# Exercises - Week 6 - Grid Search - Blackjack

## References

- https://scikit-learn.org/stable/modules/grid_search.html
- https://scikit-learn.org/stable/modules/generated/sklearn.datasets.load_boston.html
- https://scikit-learn.org/stable/modules/generated/sklearn.impute.SimpleImputer.html
- https://scikit-learn.org/stable/modules/generated/sklearn.preprocessing.MinMaxScaler.html
- https://scikit-learn.org/stable/modules/generated/sklearn.linear_model.LinearRegression.html
- https://scikit-learn.org/stable/modules/generated/sklearn.model_selection.GridSearchCV.html
- https://scikit-learn.org/stable/modules/generated/sklearn.feature_selection.SelectKBest.html
- https://scikit-learn.org/stable/modules/classes.html#module-sklearn.model_selection
- https://scikit-learn.org/stable/modules/classes.html#module-sklearn.metrics
- https://scikit-learn.org/stable/modules/model_evaluation.html
- https://scikit-learn.org/stable/tutorial/statistical_inference/model_selection.html
- https://scikit-learn.org/stable/tutorial/statistical_inference/index.html

## Contents
1. Setup 
2. Grid search
3. Datasets

## 1. Setup

Below libraries are loaded, a helper function is defined, and the features dataframe and target series are created for use by the `GridSearchCV` demonstrations that follow.

Problems -
[1] Please rewrite the paragraph in the Week 6 exercise page that begins "Below libraries are loaded" as a short list, keeping its main facts.
[2] In the Week 6 exercise page, what is the second section listed under Contents?
[3] Reproduce verbatim the part of the Week 6 exercise page starting with "## 1. Setup" and going on through "demonstrations that follow.".

Data entries -
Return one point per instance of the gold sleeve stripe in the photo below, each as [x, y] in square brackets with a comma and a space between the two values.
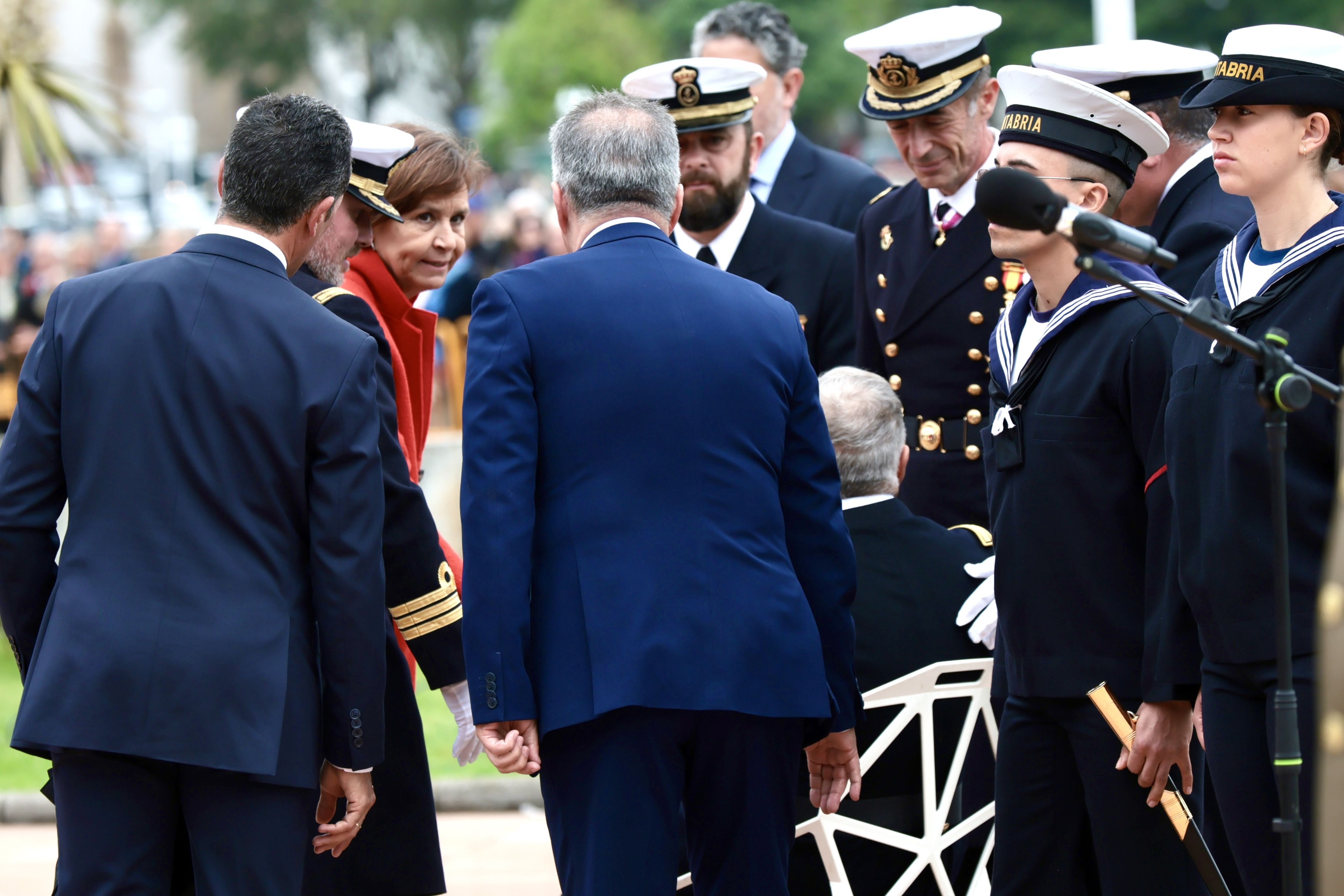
[986, 536]
[330, 293]
[413, 620]
[447, 588]
[435, 625]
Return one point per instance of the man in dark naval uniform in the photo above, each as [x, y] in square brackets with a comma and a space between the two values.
[929, 291]
[795, 175]
[807, 264]
[400, 854]
[1175, 197]
[913, 576]
[1081, 514]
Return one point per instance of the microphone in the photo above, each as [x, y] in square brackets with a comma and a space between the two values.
[1012, 198]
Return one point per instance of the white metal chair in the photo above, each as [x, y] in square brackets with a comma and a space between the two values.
[917, 695]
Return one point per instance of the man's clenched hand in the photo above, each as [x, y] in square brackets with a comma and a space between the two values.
[513, 746]
[832, 764]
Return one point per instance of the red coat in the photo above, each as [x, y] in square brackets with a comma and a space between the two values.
[410, 335]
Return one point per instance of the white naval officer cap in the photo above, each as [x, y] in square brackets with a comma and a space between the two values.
[701, 93]
[1275, 65]
[1134, 70]
[924, 61]
[1080, 119]
[374, 154]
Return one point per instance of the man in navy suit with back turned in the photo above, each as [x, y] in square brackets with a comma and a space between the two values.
[795, 175]
[659, 569]
[212, 645]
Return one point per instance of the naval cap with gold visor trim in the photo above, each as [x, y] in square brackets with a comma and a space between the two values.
[702, 93]
[922, 62]
[375, 151]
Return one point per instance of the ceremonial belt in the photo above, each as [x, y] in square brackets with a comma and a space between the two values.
[944, 436]
[432, 612]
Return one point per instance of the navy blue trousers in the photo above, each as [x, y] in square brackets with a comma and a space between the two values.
[613, 788]
[117, 825]
[1240, 738]
[1066, 821]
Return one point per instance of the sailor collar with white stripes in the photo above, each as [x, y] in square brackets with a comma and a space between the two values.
[1082, 295]
[1319, 240]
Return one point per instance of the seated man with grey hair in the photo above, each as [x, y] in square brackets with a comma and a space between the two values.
[913, 578]
[795, 175]
[659, 569]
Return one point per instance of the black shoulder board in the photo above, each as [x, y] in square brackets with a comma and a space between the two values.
[986, 536]
[330, 293]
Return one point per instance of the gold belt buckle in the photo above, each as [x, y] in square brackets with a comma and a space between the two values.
[931, 436]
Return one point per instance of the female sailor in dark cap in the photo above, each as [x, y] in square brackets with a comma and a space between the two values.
[1279, 92]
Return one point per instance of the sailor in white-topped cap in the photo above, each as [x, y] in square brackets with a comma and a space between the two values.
[1081, 514]
[1279, 96]
[806, 262]
[1175, 195]
[929, 291]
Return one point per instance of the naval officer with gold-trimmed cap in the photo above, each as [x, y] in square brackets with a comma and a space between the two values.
[1175, 197]
[806, 262]
[928, 289]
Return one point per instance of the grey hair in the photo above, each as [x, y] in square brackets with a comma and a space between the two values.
[612, 151]
[284, 156]
[760, 23]
[867, 428]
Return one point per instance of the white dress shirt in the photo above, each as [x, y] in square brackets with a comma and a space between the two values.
[252, 237]
[1189, 166]
[771, 162]
[619, 221]
[849, 504]
[964, 199]
[726, 244]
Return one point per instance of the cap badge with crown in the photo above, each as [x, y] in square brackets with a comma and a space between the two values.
[687, 92]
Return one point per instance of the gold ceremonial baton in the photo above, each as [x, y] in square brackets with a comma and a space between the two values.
[1178, 813]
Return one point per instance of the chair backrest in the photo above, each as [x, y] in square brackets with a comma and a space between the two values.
[917, 695]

Answers provided -
[1]
- Libraries are loaded.
- A helper function is defined.
- A features dataframe and a target series are created for the `GridSearchCV` demonstrations that follow.

[2] Grid search

[3]
## 1. Setup

Below libraries are loaded, a helper function is defined, and the features dataframe and target series are created for use by the `GridSearchCV` demonstrations that follow.